▸ **Records for the exercise**
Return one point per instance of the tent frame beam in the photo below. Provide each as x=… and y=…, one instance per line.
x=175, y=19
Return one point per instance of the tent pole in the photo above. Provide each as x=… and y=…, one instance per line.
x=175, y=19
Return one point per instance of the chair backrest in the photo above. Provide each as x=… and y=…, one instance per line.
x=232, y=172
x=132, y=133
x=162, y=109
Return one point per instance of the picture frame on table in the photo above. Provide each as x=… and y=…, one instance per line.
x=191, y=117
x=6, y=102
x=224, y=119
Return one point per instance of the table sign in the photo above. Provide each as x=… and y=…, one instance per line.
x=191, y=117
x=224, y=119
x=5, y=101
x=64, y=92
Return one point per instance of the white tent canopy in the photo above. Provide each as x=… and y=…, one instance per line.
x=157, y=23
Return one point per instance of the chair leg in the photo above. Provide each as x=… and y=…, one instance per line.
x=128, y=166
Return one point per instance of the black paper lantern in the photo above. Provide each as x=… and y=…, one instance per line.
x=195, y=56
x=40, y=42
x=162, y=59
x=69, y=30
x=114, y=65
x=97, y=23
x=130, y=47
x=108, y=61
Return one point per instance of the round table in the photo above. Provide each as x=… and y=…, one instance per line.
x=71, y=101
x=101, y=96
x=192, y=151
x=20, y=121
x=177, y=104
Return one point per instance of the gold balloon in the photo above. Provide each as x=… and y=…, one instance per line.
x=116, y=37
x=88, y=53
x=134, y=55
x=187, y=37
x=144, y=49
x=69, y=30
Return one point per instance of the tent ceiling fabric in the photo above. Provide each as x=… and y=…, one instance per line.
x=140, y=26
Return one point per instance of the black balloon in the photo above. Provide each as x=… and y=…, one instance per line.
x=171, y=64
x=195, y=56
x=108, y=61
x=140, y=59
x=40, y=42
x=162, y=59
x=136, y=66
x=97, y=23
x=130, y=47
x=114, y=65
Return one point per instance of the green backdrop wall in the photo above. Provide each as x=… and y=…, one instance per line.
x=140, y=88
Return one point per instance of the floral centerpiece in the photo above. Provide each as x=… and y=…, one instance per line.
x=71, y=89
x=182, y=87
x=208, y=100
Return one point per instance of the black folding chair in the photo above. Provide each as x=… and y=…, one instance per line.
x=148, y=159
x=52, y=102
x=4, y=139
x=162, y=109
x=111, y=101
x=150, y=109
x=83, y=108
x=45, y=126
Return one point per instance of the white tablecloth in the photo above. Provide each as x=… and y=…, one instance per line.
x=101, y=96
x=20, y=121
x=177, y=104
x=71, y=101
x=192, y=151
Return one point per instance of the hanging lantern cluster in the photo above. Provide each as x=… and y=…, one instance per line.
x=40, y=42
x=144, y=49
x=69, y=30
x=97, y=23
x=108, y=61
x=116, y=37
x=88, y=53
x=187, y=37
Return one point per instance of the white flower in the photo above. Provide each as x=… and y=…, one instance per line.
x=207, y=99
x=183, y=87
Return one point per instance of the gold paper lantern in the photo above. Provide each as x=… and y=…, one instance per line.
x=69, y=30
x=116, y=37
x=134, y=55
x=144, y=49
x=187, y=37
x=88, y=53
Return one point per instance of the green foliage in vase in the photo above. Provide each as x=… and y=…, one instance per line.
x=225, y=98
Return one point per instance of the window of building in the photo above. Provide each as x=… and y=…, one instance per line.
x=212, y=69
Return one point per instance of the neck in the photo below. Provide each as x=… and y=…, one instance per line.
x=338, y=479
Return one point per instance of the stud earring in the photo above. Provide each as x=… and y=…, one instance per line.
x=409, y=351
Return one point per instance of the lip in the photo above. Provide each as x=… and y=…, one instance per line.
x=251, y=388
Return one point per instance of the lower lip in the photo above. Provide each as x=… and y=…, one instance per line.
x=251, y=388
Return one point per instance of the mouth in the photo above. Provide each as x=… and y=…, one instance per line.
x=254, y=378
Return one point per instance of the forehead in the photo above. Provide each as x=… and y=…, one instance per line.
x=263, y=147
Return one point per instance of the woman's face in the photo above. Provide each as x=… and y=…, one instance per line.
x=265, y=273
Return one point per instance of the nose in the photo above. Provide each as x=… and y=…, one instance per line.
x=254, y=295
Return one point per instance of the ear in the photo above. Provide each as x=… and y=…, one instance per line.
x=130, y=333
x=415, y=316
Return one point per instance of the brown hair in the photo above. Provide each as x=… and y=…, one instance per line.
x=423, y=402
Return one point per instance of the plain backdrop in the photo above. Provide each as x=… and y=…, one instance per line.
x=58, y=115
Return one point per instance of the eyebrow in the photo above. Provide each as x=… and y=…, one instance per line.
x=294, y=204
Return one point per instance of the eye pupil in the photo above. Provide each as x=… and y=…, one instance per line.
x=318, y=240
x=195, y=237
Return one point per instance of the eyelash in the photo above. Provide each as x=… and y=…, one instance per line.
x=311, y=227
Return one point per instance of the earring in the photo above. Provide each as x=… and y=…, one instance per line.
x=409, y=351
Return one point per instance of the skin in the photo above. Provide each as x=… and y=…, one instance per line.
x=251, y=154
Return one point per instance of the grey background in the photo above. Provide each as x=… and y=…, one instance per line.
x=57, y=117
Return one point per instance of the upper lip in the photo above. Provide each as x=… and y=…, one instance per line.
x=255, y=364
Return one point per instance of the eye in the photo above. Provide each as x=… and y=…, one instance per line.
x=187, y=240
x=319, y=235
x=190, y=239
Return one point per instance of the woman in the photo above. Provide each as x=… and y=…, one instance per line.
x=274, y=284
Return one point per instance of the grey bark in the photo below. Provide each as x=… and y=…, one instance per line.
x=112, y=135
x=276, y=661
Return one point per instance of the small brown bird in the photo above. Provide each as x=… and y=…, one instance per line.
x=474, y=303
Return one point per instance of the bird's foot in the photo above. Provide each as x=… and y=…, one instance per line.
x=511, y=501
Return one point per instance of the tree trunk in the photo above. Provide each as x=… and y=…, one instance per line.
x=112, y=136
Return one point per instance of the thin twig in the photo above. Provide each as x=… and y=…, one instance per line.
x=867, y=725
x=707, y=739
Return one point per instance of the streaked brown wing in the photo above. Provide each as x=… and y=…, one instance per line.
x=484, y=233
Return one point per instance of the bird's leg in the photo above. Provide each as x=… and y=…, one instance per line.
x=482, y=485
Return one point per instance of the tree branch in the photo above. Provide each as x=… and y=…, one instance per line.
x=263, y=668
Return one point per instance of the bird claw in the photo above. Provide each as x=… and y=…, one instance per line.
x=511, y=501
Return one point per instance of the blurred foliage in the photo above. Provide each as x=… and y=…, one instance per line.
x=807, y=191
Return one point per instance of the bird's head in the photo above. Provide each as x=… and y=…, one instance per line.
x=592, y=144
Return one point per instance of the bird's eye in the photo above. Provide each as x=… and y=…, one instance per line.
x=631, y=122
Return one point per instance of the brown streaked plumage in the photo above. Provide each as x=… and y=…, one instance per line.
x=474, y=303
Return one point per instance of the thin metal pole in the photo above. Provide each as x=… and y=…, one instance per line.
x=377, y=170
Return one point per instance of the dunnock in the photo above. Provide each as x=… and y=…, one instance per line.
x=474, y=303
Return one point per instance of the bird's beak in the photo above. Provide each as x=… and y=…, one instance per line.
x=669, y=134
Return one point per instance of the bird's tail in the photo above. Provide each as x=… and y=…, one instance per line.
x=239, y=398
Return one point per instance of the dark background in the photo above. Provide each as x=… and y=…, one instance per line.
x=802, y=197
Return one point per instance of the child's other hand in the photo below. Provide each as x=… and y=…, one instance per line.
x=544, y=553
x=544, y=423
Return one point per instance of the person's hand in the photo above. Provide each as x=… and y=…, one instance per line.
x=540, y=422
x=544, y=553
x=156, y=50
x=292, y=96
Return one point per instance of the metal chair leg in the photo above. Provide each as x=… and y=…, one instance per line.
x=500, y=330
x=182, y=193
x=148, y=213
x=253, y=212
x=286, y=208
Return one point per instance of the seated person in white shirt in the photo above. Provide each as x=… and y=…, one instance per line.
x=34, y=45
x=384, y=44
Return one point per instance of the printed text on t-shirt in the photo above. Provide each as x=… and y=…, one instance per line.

▸ **Assigned task**
Return the lines from the line containing "Return one point per instance of the person's" to the end of the entries above, exactly as they appear and with no other output.

▸ **Problem solution**
Return one point per instance of the person's hand in the photo above. Provide each as x=… and y=…, one instance per line.
x=540, y=422
x=544, y=553
x=156, y=50
x=292, y=96
Return one point per instance of the metal chair leg in the photo above. Provide each as x=… and y=…, one instance per line.
x=500, y=330
x=182, y=193
x=148, y=213
x=253, y=212
x=286, y=208
Return one point per instance of the seated person in white shirt in the photo above. Provide each as x=… and y=…, one instance per line.
x=34, y=45
x=384, y=44
Return one point per instance of the printed text on t-shirt in the photo above. Provide each as x=… and y=…, one instance per line.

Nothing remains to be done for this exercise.